- [DESCRIPTION OF THE TASK]: Every line below should be repeated exactly.

- [Entries from a point annotation set]:
══════════

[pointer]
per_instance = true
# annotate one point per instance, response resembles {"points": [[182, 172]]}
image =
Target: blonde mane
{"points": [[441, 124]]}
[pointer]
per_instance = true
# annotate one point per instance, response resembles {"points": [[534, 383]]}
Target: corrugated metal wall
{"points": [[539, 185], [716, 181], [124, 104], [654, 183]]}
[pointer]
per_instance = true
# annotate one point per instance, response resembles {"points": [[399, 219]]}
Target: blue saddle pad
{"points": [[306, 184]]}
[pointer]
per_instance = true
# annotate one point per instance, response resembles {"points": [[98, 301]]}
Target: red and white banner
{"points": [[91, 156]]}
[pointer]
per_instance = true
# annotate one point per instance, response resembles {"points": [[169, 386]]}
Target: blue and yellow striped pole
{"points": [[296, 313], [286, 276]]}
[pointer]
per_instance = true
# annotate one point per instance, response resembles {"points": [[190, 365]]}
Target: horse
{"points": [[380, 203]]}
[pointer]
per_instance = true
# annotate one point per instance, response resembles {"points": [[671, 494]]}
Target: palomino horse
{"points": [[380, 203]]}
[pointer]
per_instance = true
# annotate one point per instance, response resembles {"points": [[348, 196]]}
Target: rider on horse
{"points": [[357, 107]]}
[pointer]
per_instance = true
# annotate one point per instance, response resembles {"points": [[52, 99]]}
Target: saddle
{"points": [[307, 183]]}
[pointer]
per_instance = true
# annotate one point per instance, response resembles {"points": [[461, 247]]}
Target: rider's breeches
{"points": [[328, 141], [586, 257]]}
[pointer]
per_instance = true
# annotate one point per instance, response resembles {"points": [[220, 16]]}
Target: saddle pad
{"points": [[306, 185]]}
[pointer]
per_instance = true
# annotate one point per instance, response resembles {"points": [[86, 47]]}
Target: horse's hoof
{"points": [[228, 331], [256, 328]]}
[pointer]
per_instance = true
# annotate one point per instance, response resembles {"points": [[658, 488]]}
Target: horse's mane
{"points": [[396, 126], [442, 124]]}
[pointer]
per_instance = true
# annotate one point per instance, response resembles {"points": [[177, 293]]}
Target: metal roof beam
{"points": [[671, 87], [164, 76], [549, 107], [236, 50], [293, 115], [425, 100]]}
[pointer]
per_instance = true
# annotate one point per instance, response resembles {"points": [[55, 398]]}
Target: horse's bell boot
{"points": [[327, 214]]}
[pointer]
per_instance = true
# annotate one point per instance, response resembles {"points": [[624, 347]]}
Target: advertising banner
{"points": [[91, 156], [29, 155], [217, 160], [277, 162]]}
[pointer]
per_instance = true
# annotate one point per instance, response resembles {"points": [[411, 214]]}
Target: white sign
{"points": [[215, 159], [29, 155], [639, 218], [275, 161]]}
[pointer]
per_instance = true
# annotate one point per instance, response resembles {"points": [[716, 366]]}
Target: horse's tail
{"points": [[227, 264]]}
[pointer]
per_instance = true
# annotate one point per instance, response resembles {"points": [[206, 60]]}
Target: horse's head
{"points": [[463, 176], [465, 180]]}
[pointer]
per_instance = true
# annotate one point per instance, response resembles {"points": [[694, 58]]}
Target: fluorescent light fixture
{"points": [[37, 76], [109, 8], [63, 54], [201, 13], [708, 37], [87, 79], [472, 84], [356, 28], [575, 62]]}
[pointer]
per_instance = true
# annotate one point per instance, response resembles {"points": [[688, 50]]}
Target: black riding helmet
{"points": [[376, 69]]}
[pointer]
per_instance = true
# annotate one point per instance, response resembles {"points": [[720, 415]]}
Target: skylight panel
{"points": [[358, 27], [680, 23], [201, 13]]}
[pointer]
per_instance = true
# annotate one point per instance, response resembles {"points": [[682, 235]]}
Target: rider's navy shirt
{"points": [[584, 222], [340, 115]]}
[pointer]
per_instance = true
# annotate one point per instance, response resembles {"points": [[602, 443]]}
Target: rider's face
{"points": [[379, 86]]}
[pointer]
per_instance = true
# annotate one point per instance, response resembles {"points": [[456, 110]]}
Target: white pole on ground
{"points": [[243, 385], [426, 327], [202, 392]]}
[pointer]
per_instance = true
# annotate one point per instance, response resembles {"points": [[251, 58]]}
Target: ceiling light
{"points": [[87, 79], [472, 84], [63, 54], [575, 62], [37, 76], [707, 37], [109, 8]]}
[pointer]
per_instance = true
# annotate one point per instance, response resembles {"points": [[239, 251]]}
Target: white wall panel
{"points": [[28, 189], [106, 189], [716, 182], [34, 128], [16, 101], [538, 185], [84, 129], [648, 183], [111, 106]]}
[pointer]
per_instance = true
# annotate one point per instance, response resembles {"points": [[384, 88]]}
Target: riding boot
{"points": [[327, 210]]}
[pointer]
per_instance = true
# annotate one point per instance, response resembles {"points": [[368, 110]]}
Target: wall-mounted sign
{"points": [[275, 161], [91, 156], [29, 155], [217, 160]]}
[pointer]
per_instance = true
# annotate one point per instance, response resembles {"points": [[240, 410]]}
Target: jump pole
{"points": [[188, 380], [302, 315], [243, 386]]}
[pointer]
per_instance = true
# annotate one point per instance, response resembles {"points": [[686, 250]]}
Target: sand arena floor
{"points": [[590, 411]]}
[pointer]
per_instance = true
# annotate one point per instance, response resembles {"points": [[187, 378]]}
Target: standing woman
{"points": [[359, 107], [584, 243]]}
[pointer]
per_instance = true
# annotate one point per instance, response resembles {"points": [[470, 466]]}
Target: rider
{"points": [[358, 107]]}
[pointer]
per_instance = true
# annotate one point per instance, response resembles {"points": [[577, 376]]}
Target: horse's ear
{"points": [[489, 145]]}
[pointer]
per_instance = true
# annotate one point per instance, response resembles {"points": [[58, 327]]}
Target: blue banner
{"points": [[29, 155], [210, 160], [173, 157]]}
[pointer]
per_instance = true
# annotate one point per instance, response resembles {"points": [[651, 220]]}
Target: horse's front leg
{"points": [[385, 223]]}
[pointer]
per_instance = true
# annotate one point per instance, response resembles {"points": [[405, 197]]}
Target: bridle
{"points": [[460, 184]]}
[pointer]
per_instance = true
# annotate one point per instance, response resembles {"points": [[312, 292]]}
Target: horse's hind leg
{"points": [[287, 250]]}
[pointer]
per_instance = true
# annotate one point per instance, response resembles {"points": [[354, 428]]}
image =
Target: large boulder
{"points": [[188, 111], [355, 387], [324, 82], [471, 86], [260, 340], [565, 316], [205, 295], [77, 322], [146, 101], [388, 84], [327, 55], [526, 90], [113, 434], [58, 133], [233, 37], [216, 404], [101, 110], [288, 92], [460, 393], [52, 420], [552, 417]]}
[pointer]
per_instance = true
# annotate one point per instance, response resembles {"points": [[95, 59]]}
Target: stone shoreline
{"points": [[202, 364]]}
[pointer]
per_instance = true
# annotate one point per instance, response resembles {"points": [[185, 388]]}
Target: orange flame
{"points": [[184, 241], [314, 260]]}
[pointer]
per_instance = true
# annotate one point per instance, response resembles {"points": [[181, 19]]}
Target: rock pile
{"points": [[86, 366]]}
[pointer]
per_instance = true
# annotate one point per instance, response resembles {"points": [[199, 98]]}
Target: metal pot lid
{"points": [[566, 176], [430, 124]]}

══════════

- [WRITTEN RESPONSE]:
[pointer]
per_instance = true
# annotate one point per instance, response resembles {"points": [[182, 172]]}
image =
Target: blonde mane
{"points": [[441, 124]]}
[pointer]
per_instance = true
# annotate one point per instance, response resembles {"points": [[534, 383]]}
Target: corrugated metal wall
{"points": [[539, 185], [716, 181], [124, 104], [654, 183]]}
[pointer]
per_instance = true
# annotate one point per instance, response resembles {"points": [[399, 219]]}
Target: blue saddle pad
{"points": [[306, 184]]}
[pointer]
per_instance = true
# annotate one point per instance, response resembles {"points": [[98, 301]]}
Target: red and white banner
{"points": [[91, 156]]}
[pointer]
per_instance = true
# annotate one point per instance, response resembles {"points": [[169, 386]]}
Target: blue and yellow striped pole
{"points": [[296, 313], [286, 276]]}
[pointer]
per_instance = true
# annotate one point per instance, response resembles {"points": [[190, 365]]}
Target: horse
{"points": [[380, 203]]}
[pointer]
per_instance = true
# annotate one point per instance, response resembles {"points": [[671, 494]]}
Target: palomino horse
{"points": [[380, 203]]}
[pointer]
per_instance = true
# annotate one point per instance, response resembles {"points": [[348, 196]]}
Target: rider on horse
{"points": [[357, 107]]}
[pointer]
per_instance = true
# annotate one point per instance, response resembles {"points": [[52, 99]]}
Target: saddle
{"points": [[307, 183]]}
[pointer]
per_instance = true
# annotate one point per instance, response resembles {"points": [[461, 247]]}
Target: rider's breeches
{"points": [[328, 141], [586, 257]]}
[pointer]
per_instance = true
# annotate one point per instance, response resembles {"points": [[220, 16]]}
Target: saddle pad
{"points": [[306, 185]]}
[pointer]
per_instance = true
# annotate one point per instance, response resembles {"points": [[86, 47]]}
Target: horse's hoof
{"points": [[228, 331], [256, 328]]}
[pointer]
per_instance = true
# annotate one point per instance, response resembles {"points": [[658, 488]]}
Target: horse's mane
{"points": [[396, 126], [442, 124]]}
[pointer]
per_instance = true
# annotate one point per instance, response resembles {"points": [[177, 293]]}
Target: metal roof beam
{"points": [[671, 87], [164, 76], [549, 107], [236, 50], [293, 115], [425, 100]]}
[pointer]
per_instance = true
# annotate one point per instance, response resembles {"points": [[55, 398]]}
Target: horse's bell boot
{"points": [[327, 214]]}
[pointer]
per_instance = true
# annotate one point per instance, response resembles {"points": [[624, 347]]}
Target: advertising banner
{"points": [[91, 156], [29, 155], [217, 160], [277, 162]]}
[pointer]
per_instance = true
# annotate one point per instance, response resembles {"points": [[411, 214]]}
Target: white sign
{"points": [[215, 159], [29, 155], [639, 218], [275, 161]]}
[pointer]
per_instance = true
# annotate one point per instance, response resembles {"points": [[716, 366]]}
Target: horse's tail
{"points": [[227, 264]]}
[pointer]
per_instance = true
# annotate one point per instance, response resembles {"points": [[206, 60]]}
Target: horse's head
{"points": [[463, 176], [465, 180]]}
[pointer]
per_instance = true
# annotate one point per instance, response resembles {"points": [[694, 58]]}
Target: fluorescent light fixture
{"points": [[37, 76], [109, 8], [63, 54], [201, 13], [708, 37], [87, 79], [472, 84], [356, 28], [575, 62]]}
[pointer]
per_instance = true
# annotate one point per instance, response resembles {"points": [[688, 50]]}
Target: black riding helmet
{"points": [[376, 69]]}
[pointer]
per_instance = true
# annotate one point per instance, response resembles {"points": [[720, 415]]}
Target: skylight panel
{"points": [[358, 27], [680, 23], [201, 13]]}
[pointer]
per_instance = true
# annotate one point per instance, response resembles {"points": [[682, 235]]}
Target: rider's navy shirt
{"points": [[584, 222], [340, 115]]}
[pointer]
per_instance = true
# annotate one point per instance, response resembles {"points": [[602, 443]]}
Target: rider's face
{"points": [[379, 86]]}
[pointer]
per_instance = true
# annotate one point per instance, response resembles {"points": [[456, 110]]}
Target: white pole on ground
{"points": [[243, 385], [426, 327], [202, 392]]}
[pointer]
per_instance = true
# annotate one point per instance, response resembles {"points": [[251, 58]]}
Target: ceiling light
{"points": [[87, 79], [472, 84], [63, 54], [575, 62], [37, 76], [707, 37], [109, 8]]}
[pointer]
per_instance = true
# annotate one point per instance, response resembles {"points": [[239, 251]]}
Target: white wall panel
{"points": [[28, 189], [106, 189], [716, 182], [34, 128], [16, 101], [538, 185], [84, 129], [648, 183], [111, 106]]}
[pointer]
per_instance = true
# annotate one point per instance, response resembles {"points": [[384, 88]]}
Target: riding boot
{"points": [[327, 210]]}
[pointer]
per_instance = true
# annotate one point per instance, response resembles {"points": [[368, 110]]}
Target: wall-mounted sign
{"points": [[275, 161], [91, 156], [29, 155], [217, 160]]}
[pointer]
per_instance = true
# annotate one point per instance, response resembles {"points": [[240, 410]]}
Target: jump pole
{"points": [[188, 380], [302, 315], [243, 386]]}
[pointer]
per_instance = true
# annotate one point per instance, response resembles {"points": [[686, 250]]}
Target: sand arena floor
{"points": [[590, 411]]}
[pointer]
per_instance = true
# annotate one point per instance, response resembles {"points": [[187, 378]]}
Target: standing woman
{"points": [[359, 107], [584, 243]]}
[pointer]
per_instance = true
# annotate one point per instance, response resembles {"points": [[470, 466]]}
Target: rider
{"points": [[358, 107]]}
[pointer]
per_instance = true
# annotate one point per instance, response resembles {"points": [[577, 376]]}
Target: horse's ear
{"points": [[489, 145]]}
[pointer]
per_instance = true
# annotate one point per instance, response resembles {"points": [[58, 327]]}
Target: blue banner
{"points": [[29, 155], [210, 160], [173, 157]]}
[pointer]
per_instance = true
# annotate one point per instance, response resembles {"points": [[651, 220]]}
Target: horse's front leg
{"points": [[385, 223]]}
[pointer]
per_instance = true
# annotate one point per instance, response resembles {"points": [[405, 197]]}
Target: bridle
{"points": [[460, 184]]}
[pointer]
per_instance = true
# annotate one point per instance, response resembles {"points": [[312, 292]]}
Target: horse's hind leg
{"points": [[287, 250]]}
[pointer]
per_instance = true
# annotate one point per instance, response resembles {"points": [[354, 428]]}
image =
Target: large boulder
{"points": [[188, 111], [355, 387], [324, 82], [471, 86], [260, 340], [565, 316], [205, 295], [77, 322], [146, 101], [388, 84], [327, 55], [526, 90], [113, 434], [58, 133], [233, 37], [216, 404], [101, 110], [288, 92], [460, 393], [52, 420], [552, 417]]}
[pointer]
per_instance = true
# annotate one point per instance, response resembles {"points": [[95, 59]]}
Target: stone shoreline
{"points": [[202, 364]]}
[pointer]
per_instance = true
# annotate one point per instance, response resembles {"points": [[185, 388]]}
Target: orange flame
{"points": [[184, 241], [314, 260]]}
[pointer]
per_instance = true
# annotate one point per instance, response resembles {"points": [[181, 19]]}
Target: rock pile
{"points": [[86, 366]]}
[pointer]
per_instance = true
# annotate one point per instance, response resembles {"points": [[199, 98]]}
Target: metal pot lid
{"points": [[566, 176], [430, 124]]}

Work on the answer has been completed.